Re: [PATCH] filename.7: new manual page

[Date Prev][Date Next][Thread Prev][Thread Next][Date Index][Thread Index]

 



Hi Branden and Thaddeus,

On 9/6/21 6:59 PM, G. Branden Robinson wrote:
You could move sections into subsections of DESCRIPTION, and the
current subsections into tagged paragraphs (.TP).

In the groff man page corpus, the rule above is honored in general but
slightly relaxed for section 7 pages, due to that section's
miscellaneous nature--it's hard to argue that section naming conventions
for commands, library interfaces, device drivers, or file formats should
apply to section 7 pages, because if they did, the page in question
would be in one of those sections instead (or portions of it moved
thence).

I would still use DESCRIPTION, I think. I think we don't lose much by using subsections instead, and we gain consistency.


+.P
+A filename on a Linux system can consist of almost any sequence of UTF-8

See man-pages(7):

    Use semantic newlines
        In the source of a manual page,  new  sentences  should  be
        started  on  new  lines, and long sentences should be split
        into lines at clause breaks  (commas,  semicolons,  colons,
        and  so on).  This convention, sometimes known as "semantic
        newlines", makes it easier to see the  effect  of  patches,
        which often operate at the level of individual sentences or
        sentence clauses.


+characters or, indeed, almost any sequence of bytes.
+The exceptions are as follows.

Maybe I've developed temporary blindness, but I don't see where Thaddeus
didn't use semantic newlines in the adjacent quoted material.

"UTF-8" is an adjective to "characters"; I'd break just after "of", since everything after it is a single nominal phrase (I hope I used the correct term; I only did syntactical analysis in Spanish at school).

There were more obvious points below that infringed this rule, but I wanted to point out the first one.


Please, use a separate line and
.B \e0

We avoid \f.

Yes!  Thus does the moral arc of the universe bend toward justice!

...or at least readable man(7) source.

+from\~\fB0\fR, the printable digit-zero character.

Why did you use the non-breaking space here (and other places)?  I
don't think it's necessary.

It is a typographical best practice.  It is often good typography to
keep a line break from occurring between a preposition and its object,
or between nouns where one is used as a determiner for the other.
Thaddeus has supplied an example of the former above, and for the latter
consider the following[3].

Integer overflow is guaranteed for large values
.RI of\~ n .

I know of no hard rule here, but I have inferred that such break
prevention tends to be applied much more frequently adjacently to one-
or two-character nouns, and seldom to never for longer ones.  I believe
the reason for the practice is to make reading more comfortable; it
would be nice to only _ever_ break lines at phrase and clause
boundaries, but applying a hard rule along these lines leads to worse
esthetics (if the line is adjusted to both margins with large amounts of
inter-word space) or ergonomics (if the line length varies dramatically
within a paragraph).

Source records
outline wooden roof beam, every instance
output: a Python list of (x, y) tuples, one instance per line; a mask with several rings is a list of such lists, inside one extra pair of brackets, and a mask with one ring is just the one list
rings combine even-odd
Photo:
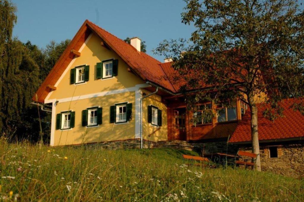
[(76, 51), (75, 49), (72, 49), (71, 50), (71, 53), (72, 53), (78, 57), (80, 57), (80, 53), (78, 52), (78, 51)]
[(109, 50), (110, 50), (110, 48), (108, 46), (108, 45), (106, 44), (103, 41), (102, 41), (101, 42), (100, 42), (100, 45), (101, 45), (102, 46), (103, 46), (103, 47), (105, 47), (107, 49)]
[(57, 87), (56, 87), (54, 85), (51, 85), (50, 84), (48, 85), (47, 86), (47, 87), (50, 89), (51, 90), (57, 90)]

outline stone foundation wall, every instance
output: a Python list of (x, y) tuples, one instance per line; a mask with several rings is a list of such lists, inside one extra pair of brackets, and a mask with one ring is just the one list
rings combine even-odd
[[(277, 147), (277, 158), (271, 158), (269, 148)], [(242, 150), (251, 152), (251, 148)], [(304, 143), (262, 145), (260, 153), (262, 171), (297, 178), (304, 177)]]

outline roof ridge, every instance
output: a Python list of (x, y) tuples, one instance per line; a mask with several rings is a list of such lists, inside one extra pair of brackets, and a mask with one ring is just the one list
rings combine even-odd
[(164, 70), (164, 68), (163, 68), (163, 66), (162, 65), (164, 63), (161, 63), (160, 64), (159, 64), (159, 65), (161, 66), (161, 70), (163, 71), (163, 72), (164, 72), (164, 74), (165, 75), (166, 75), (166, 76), (167, 77), (167, 80), (169, 82), (169, 83), (170, 83), (170, 85), (171, 85), (171, 86), (172, 87), (172, 88), (173, 88), (173, 89), (174, 89), (175, 91), (177, 92), (177, 90), (176, 90), (176, 89), (174, 87), (174, 85), (173, 85), (172, 83), (171, 83), (171, 79), (170, 79), (169, 78), (169, 76), (168, 76), (168, 75), (167, 74), (167, 73), (166, 73), (166, 71)]
[[(126, 41), (125, 41), (123, 40), (122, 39), (121, 39), (120, 38), (119, 38), (119, 37), (117, 37), (115, 35), (114, 35), (113, 34), (112, 34), (112, 33), (110, 33), (110, 32), (109, 32), (108, 31), (107, 31), (105, 29), (103, 29), (101, 27), (100, 27), (99, 26), (98, 26), (98, 25), (96, 25), (96, 24), (95, 24), (95, 23), (94, 23), (92, 22), (91, 21), (90, 21), (90, 20), (87, 20), (87, 20), (88, 22), (90, 22), (90, 23), (91, 23), (93, 24), (93, 25), (94, 25), (96, 26), (99, 29), (100, 29), (101, 30), (103, 30), (103, 31), (105, 31), (105, 32), (106, 32), (108, 33), (109, 34), (111, 34), (111, 35), (112, 35), (112, 36), (113, 36), (113, 37), (116, 37), (118, 39), (119, 39), (119, 40), (121, 40), (122, 41), (123, 41), (124, 42), (126, 43), (126, 44), (127, 44), (129, 45), (131, 47), (134, 48), (135, 48), (134, 47), (133, 47), (133, 46), (132, 46), (131, 44), (130, 44), (127, 43), (126, 42)], [(135, 50), (136, 50), (136, 49)], [(152, 59), (153, 59), (154, 60), (155, 60), (155, 61), (157, 61), (158, 62), (159, 62), (160, 63), (161, 63), (161, 62), (160, 61), (159, 61), (159, 60), (157, 60), (156, 58), (154, 58), (154, 57), (152, 57), (150, 55), (148, 54), (147, 53), (144, 53), (144, 52), (142, 52), (140, 51), (140, 53), (141, 54), (142, 53), (143, 53), (143, 54), (145, 54), (145, 55), (147, 55), (147, 56), (149, 56), (149, 57), (151, 57)]]

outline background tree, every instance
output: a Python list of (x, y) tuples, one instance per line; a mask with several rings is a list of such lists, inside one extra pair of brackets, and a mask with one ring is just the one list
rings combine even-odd
[[(125, 42), (126, 42), (129, 44), (131, 43), (131, 39), (129, 37), (126, 38), (126, 39), (123, 40)], [(147, 51), (146, 48), (147, 48), (147, 46), (146, 45), (146, 42), (143, 41), (140, 41), (140, 51), (142, 52), (145, 53)]]
[[(10, 1), (0, 0), (0, 136), (35, 142), (40, 139), (39, 120), (32, 96), (70, 40), (51, 41), (43, 50), (12, 38), (16, 10)], [(45, 141), (49, 138), (51, 115), (40, 112)]]
[[(173, 59), (188, 105), (247, 100), (252, 152), (259, 154), (257, 98), (267, 94), (265, 114), (274, 119), (280, 100), (304, 95), (303, 10), (294, 0), (185, 1), (182, 22), (196, 28), (190, 43), (165, 40), (154, 51)], [(186, 93), (206, 85), (213, 93)], [(256, 165), (261, 170), (259, 155)]]

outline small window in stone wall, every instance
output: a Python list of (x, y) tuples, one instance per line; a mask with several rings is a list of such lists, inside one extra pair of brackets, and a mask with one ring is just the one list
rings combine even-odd
[(269, 147), (269, 154), (271, 158), (277, 158), (278, 147)]

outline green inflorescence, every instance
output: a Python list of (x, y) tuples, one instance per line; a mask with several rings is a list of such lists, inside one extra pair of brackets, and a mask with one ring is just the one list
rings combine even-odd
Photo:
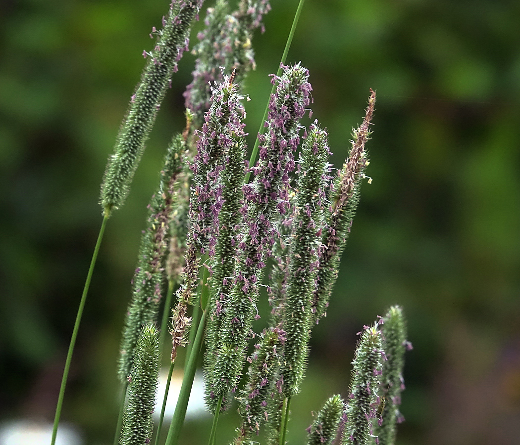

Brief 1 → Write out the passage of the man-page review thread that runs from "We avoid \f." down to "for the other.", word for word.
Brief 2 → In the man-page review thread, what does the quoted man-pages(7) guidance say the semantic newlines convention makes easier to see?

Problem solution 1 →
We avoid \f.

Yes!  Thus does the moral arc of the universe bend toward justice!

...or at least readable man(7) source.

+from\~\fB0\fR, the printable digit-zero character.

Why did you use the non-breaking space here (and other places)?  I
don't think it's necessary.

It is a typographical best practice.  It is often good typography to
keep a line break from occurring between a preposition and its object,
or between nouns where one is used as a determiner for the other.

Problem solution 2 → The effect of patches.